### Reading passage
################
Hunter’s ultra-conservative approach and lack of tact and communication with his players led to a practical revolution. For Hunter’s part, he bolted the minute the team was bounced after a second-round loss to the New York Rangers after playing three months of coin-flip hockey.

Enter Adam Oates. Oates came to town promising to fix the power play and reinvigorate Caps superstar Alex Ovechkin. He succeeded in both, but little else.

Oates got a pass during the lockout season, but even after a full training camp and full season under Oates’ tutelage (along with first-time NHL assistants Calle Johansson, Blaine Forsythe and Olie Kolzig), it’s still almost impossible to decipher Oates’ systems.

The Caps were mired all season on the wrong side of possession metrics. Their breakouts resembled little more than defensemen — instructed to carry the puck no longer than two seconds at a time — chipping the puck to the neutral zone and hoping the forwards could recover loose pucks. The idea of “dump and chase” became “dump and change” as the Caps spent too much time getting out of their own end all they could once they did so was to go for a line change.

Meanwhile, Oates, buoyed by the success Ovechkin was having nominally playing right wing, insisted playing wingers and defensemen on their natural wings, to the detriment of many. He exiled top-six forwards Martin Erat and Dustin Penner – traded for valuable assets — to fourth line duty, driving Erat out of town in less than a season and neutralizing any benefit Penner might have brought to a playoff chase.

The team carried three goaltenders for six weeks over the winter, turning to untested minor leaguer Philipp Grubauer for a long stretch, completely ignoring Michal Neuvirth and Braden Holtby at times. Eventually, Neuvirth was shipped out unceremoniously at the trade deadline and alienated Holtby, who should be this franchise’s future between the pipes.
################
(Dataset rows)
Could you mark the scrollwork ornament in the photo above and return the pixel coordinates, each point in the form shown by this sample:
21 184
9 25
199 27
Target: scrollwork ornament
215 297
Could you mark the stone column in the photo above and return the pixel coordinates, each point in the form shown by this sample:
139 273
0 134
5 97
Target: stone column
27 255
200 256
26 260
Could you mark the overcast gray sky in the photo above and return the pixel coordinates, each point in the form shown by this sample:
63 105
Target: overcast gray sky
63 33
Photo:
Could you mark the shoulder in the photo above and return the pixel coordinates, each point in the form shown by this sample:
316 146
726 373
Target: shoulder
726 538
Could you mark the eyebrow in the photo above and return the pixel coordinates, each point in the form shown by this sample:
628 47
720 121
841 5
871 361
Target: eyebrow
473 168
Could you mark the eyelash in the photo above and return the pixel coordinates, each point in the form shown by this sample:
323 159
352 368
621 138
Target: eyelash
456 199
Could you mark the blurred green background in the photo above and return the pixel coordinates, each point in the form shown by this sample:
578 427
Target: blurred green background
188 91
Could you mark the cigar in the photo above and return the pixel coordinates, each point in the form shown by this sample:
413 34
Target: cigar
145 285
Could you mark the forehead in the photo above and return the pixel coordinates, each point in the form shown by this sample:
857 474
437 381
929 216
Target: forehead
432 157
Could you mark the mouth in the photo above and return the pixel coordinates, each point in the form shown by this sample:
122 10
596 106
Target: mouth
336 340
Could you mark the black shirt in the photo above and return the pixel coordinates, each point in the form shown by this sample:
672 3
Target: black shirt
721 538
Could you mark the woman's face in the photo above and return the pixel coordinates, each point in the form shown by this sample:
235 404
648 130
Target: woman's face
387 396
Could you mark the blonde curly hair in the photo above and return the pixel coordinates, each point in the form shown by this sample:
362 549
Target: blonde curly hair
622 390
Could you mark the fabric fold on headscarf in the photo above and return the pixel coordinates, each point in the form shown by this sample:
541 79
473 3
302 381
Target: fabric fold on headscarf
################
### Instructions
1. In the passage on the Capitals' coaching, rewrite the portion starting with "The team carried" and going on through "between the pipes.", renaming "goaltenders" as "netminders".
2. In the passage on the Capitals' coaching, how long were defensemen instructed to carry the puck?
3. Which first-time NHL assistants does the passage on the Capitals' coaching name alongside Oates?

### Solutions below
1.
The team carried three netminders for six weeks over the winter, turning to untested minor leaguer Philipp Grubauer for a long stretch, completely ignoring Michal Neuvirth and Braden Holtby at times. Eventually, Neuvirth was shipped out unceremoniously at the trade deadline and alienated Holtby, who should be this franchise’s future between the pipes.

2. No longer than two seconds at a time.

3. Calle Johansson, Blaine Forsythe and Olie Kolzig.